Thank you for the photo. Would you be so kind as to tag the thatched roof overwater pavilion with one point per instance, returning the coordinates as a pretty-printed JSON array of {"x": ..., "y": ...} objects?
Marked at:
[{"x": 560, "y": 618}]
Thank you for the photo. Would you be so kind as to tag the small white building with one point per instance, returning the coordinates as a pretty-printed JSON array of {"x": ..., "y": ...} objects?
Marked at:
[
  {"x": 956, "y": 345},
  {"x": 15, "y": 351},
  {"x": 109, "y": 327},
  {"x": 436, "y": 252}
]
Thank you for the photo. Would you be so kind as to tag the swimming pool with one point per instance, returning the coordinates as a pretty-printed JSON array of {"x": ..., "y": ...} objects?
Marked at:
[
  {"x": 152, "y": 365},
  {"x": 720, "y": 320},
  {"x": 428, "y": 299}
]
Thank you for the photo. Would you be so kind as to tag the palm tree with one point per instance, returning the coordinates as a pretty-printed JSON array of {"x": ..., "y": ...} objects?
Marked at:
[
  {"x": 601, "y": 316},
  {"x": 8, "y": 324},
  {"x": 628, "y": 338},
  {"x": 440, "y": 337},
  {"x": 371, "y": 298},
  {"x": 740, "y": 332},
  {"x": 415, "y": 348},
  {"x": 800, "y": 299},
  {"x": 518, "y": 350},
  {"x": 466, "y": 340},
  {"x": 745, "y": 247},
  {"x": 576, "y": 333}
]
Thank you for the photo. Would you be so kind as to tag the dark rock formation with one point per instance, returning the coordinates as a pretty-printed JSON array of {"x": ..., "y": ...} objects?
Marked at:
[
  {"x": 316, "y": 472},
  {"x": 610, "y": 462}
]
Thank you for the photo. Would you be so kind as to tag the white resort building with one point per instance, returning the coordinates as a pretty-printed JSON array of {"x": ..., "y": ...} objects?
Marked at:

_____

What the task asks: Reproduce verbatim the stretch of lines beginning with the one containing "tag the swimming" and ending at the close of the entries above.

Reply:
Thank you for the photo. Would you be so kind as to tag the swimming pool with one point per instance, returning the coordinates as a pretty-printed JSON array of {"x": ..., "y": ...} objects?
Marked at:
[
  {"x": 152, "y": 365},
  {"x": 720, "y": 320},
  {"x": 428, "y": 299}
]
Thank you for the photo. Would you be so kind as to tag the palm tree with one point per instance, returning the coordinates as a pretty-printed JSON array of {"x": ..., "y": ...} objects?
Marked at:
[
  {"x": 601, "y": 316},
  {"x": 8, "y": 324},
  {"x": 628, "y": 338},
  {"x": 440, "y": 337},
  {"x": 371, "y": 298},
  {"x": 740, "y": 332},
  {"x": 415, "y": 348},
  {"x": 800, "y": 299},
  {"x": 518, "y": 350},
  {"x": 466, "y": 340},
  {"x": 745, "y": 247},
  {"x": 576, "y": 333}
]
Thank you for the photo. Would you be so kind as to tag the dark rock formation with one point per instance, returning the coordinates as a pretty-printed JSON array of {"x": ..., "y": ...} objects?
Marked at:
[
  {"x": 316, "y": 472},
  {"x": 610, "y": 462}
]
Thank you for the photo. Would you be so kind as to tag the white resort building with one point per instance, returning the coordinates as a pretty-printed JSON array of {"x": ..., "y": ...} objects?
Marked at:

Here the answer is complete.